-- Your goal --
Each line shown below should be copied exactly.
[[ Stored data open ]]
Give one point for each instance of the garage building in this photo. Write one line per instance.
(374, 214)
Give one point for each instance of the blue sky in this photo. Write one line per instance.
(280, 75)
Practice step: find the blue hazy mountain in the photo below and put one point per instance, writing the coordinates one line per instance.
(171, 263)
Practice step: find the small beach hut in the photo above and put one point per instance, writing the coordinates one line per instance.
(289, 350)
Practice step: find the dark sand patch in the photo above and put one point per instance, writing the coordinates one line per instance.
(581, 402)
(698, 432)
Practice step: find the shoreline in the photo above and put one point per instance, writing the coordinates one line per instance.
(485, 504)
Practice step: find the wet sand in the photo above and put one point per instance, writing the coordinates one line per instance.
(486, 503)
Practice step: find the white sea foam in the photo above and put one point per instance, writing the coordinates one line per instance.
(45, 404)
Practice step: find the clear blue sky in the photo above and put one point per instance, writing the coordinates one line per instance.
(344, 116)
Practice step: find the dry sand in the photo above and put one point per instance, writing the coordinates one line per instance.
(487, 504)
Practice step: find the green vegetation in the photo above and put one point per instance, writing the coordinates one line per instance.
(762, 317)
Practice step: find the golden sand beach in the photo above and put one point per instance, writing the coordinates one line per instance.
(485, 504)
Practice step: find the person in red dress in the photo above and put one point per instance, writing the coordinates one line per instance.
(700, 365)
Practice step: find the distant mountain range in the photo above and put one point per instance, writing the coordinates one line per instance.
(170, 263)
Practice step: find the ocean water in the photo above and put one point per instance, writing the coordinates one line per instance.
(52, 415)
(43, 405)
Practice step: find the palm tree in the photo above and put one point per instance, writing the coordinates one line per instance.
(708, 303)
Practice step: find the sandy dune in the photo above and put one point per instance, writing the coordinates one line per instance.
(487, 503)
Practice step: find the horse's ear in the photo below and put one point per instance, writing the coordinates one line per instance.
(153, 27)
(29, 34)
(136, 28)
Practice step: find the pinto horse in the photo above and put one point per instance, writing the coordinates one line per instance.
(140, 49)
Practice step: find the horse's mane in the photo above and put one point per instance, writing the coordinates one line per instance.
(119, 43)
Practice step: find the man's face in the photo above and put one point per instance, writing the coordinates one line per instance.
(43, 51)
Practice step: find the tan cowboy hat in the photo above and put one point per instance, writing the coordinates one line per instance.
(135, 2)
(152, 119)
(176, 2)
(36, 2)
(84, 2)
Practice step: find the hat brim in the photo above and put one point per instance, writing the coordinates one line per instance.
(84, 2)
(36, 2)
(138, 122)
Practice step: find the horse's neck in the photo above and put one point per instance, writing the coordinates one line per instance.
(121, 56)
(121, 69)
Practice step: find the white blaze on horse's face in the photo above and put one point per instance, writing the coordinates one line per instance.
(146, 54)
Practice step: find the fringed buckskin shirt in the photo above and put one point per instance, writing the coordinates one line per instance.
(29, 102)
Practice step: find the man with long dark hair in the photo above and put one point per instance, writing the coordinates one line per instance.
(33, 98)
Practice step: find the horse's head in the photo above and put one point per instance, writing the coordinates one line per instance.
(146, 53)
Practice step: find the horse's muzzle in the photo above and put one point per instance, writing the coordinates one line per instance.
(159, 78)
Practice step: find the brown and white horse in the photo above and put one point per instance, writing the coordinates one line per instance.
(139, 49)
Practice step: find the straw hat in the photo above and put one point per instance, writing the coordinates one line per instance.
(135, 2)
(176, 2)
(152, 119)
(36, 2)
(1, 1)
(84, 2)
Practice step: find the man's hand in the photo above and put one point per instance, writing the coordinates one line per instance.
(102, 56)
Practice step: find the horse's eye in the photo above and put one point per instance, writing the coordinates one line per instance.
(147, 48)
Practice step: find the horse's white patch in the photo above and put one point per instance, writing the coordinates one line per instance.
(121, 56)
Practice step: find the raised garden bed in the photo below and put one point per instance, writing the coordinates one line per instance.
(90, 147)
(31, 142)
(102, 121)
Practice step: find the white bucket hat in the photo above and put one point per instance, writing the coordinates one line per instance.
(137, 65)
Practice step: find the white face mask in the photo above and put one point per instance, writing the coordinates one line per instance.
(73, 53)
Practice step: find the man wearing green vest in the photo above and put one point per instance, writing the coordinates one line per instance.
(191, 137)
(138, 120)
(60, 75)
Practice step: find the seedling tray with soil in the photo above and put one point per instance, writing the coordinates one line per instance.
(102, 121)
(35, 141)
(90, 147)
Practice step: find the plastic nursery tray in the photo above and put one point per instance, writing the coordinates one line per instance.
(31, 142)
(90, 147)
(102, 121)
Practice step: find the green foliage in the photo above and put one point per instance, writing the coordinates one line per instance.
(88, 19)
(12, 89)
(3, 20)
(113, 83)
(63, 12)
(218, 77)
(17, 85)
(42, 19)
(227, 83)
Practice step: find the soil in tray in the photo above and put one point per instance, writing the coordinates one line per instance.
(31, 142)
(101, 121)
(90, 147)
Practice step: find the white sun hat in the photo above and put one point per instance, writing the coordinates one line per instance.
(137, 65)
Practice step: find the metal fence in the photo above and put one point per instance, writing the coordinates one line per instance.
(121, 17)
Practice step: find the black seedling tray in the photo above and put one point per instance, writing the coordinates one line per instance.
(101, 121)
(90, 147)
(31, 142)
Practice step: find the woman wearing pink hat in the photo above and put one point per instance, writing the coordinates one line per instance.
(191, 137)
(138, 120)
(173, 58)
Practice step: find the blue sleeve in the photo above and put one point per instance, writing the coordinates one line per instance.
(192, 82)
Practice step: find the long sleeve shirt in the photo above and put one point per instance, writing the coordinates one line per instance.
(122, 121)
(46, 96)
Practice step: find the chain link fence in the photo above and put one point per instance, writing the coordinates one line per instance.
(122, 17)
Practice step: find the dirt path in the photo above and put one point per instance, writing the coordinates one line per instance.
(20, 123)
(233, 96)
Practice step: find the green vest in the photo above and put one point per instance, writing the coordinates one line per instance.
[[ Stored data closed ]]
-- Written response --
Give one point for each instance of the garage building in this photo. Write one line per instance.
(374, 214)
Give one point for each instance of the blue sky in this photo. Write one line per instance.
(280, 75)
Practice step: find the blue hazy mountain in the photo below and put one point per instance, writing the coordinates one line per instance.
(171, 263)
Practice step: find the small beach hut in the photo above and put one point per instance, writing the coordinates one line per instance.
(289, 350)
Practice step: find the dark sand patch in the photo above and put one point per instance, writing the coordinates one line per instance.
(581, 402)
(698, 432)
Practice step: find the shoreline in the photo above and put one point per instance, writing the coordinates one line per instance.
(485, 504)
Practice step: find the wet sand in the photo above and put one point per instance, writing the coordinates one line per instance.
(486, 503)
Practice step: find the white sea foam in the photo above and put one point per instance, writing the coordinates one line per instance.
(45, 404)
Practice step: find the clear blue sky in the photo above and put one point per instance, writing the coordinates one line per instance.
(344, 116)
Practice step: find the dry sand in the photo above and put one point per instance, writing the coordinates one line per instance.
(487, 504)
Practice step: find the green vegetation in the photo above and put one point per instance, writing the coordinates one line per instance.
(762, 317)
Practice step: find the golden sand beach in the photo above and put one point per instance, writing the coordinates one line per instance.
(485, 504)
Practice step: find the person in red dress in the photo above and put one point per instance, writing the coordinates one line per instance.
(700, 365)
Practice step: find the distant mountain range in the photo above and put one point per instance, writing the coordinates one line per instance.
(170, 263)
Practice step: find the ocean water in the photo above and put one point per instance, writing the coordinates one line per instance.
(52, 415)
(43, 405)
Practice step: find the palm tree in the photo above and put one point per instance, writing the coordinates one line per instance.
(708, 303)
Practice step: find the sandy dune in the photo above and put one point per instance, writing the coordinates one line per instance.
(487, 503)
Practice step: find the horse's ear in the photo below and put one point per instance, writing the coordinates one line per instance.
(153, 27)
(29, 34)
(136, 28)
Practice step: find the pinto horse in the photo above and put one point per instance, writing the coordinates one line per instance.
(140, 49)
Practice step: find the horse's mane in the photo above and put one point per instance, writing the coordinates one line per instance.
(119, 43)
Practice step: find the man's face in the photo above and put one point per instance, writing the coordinates one line per instance.
(43, 51)
Practice step: find the tan cowboy hat in the photo above and put one point per instance, writing the coordinates one line per instance.
(135, 2)
(152, 119)
(176, 2)
(36, 2)
(84, 2)
Practice step: find the hat brim in the photo above and put one point per instance, writing the coordinates one line per instance.
(84, 2)
(36, 2)
(138, 122)
Practice step: find the horse's neck in the photo above and put one point per instance, writing the coordinates one line per instance.
(121, 56)
(121, 69)
Practice step: find the white blaze on horse's face in the photo above and put one point per instance, writing the coordinates one line per instance.
(146, 54)
Practice step: find the fringed buckskin shirt in the photo above and put one point per instance, writing the coordinates one line per instance.
(29, 102)
Practice step: find the man with long dark hair in the photo above and put one point per instance, writing the coordinates one line per instance.
(33, 98)
Practice step: find the horse's head in the photo above and put one point per instance, writing the coordinates one line per instance.
(146, 53)
Practice step: find the horse's muzzle in the photo above and put one point per instance, writing the coordinates one line per instance.
(159, 78)
Practice step: find the brown and white horse in the photo above and put one point per instance, writing the coordinates one line per instance.
(139, 49)
Practice step: find the straw hat in the photo above and put one point per instance, writing the coordinates one line per instance.
(135, 2)
(176, 2)
(152, 119)
(36, 2)
(1, 1)
(84, 2)
Practice step: find the man's hand in the photo above and put one point per instance, writing the coordinates one line per instance.
(102, 56)
Practice step: find the horse's eye in the photo above and put one point per instance, writing the coordinates one line per instance.
(147, 48)
Practice step: find the horse's white patch in the photo above and put one point per instance, writing the coordinates one line per instance.
(121, 56)
Practice step: find the raised garden bed in the photo below and put one point per instance, writing the coordinates one line per instance.
(90, 147)
(31, 142)
(102, 121)
Practice step: find the white bucket hat in the photo above and put one point per instance, writing the coordinates one line per instance.
(137, 65)
Practice step: find the white face mask in the photo above and put one point per instance, writing the coordinates one line per instance.
(73, 53)
Practice step: find the man wearing green vest in the photo above and put one point per instance, writing the coordinates one line per instance.
(191, 137)
(138, 120)
(60, 75)
Practice step: find the seedling tray with soil in the photo above and put one point per instance, writing the coordinates one line per instance.
(102, 121)
(35, 141)
(90, 147)
Practice step: find the plastic nursery tray in the photo above and put one point per instance, writing the coordinates one line per instance.
(31, 142)
(90, 147)
(102, 121)
Practice step: find the green foliage in the photo above and put one point per instance, writing the coordinates one line per instance.
(88, 19)
(12, 89)
(3, 20)
(113, 83)
(63, 12)
(218, 77)
(17, 85)
(42, 19)
(227, 83)
Practice step: find the soil in tray in the photo above and put one point per instance, writing the coordinates one line per instance.
(31, 142)
(101, 121)
(90, 147)
Practice step: find the white sun hat in the photo above and put one point per instance, writing the coordinates one line per instance.
(137, 65)
Practice step: find the metal fence in the photo above and put one point per instance, writing the coordinates one line per instance.
(121, 17)
Practice step: find the black seedling tray in the photo above and put one point per instance, writing the coordinates one line per instance.
(101, 121)
(90, 147)
(31, 142)
Practice step: find the woman wearing pink hat in the photo above and put one point per instance, writing the coordinates one line per instance.
(191, 137)
(138, 120)
(173, 58)
Practice step: find the blue sleeve in the photo above and put one point per instance, writing the coordinates one line per instance.
(192, 82)
Practice step: find the long sleeve shirt in the photo above and put one point per instance, writing the coordinates one line per instance.
(122, 121)
(46, 96)
Practice step: find the chain link fence in the photo above and put one point per instance, writing the coordinates one line per instance.
(122, 17)
Practice step: find the dirt path in the photo above and put one point per instance, writing the coordinates one line per instance.
(20, 123)
(233, 96)
Practice step: find the green vest in the photo above and put one point per instance, writing the coordinates one line per instance.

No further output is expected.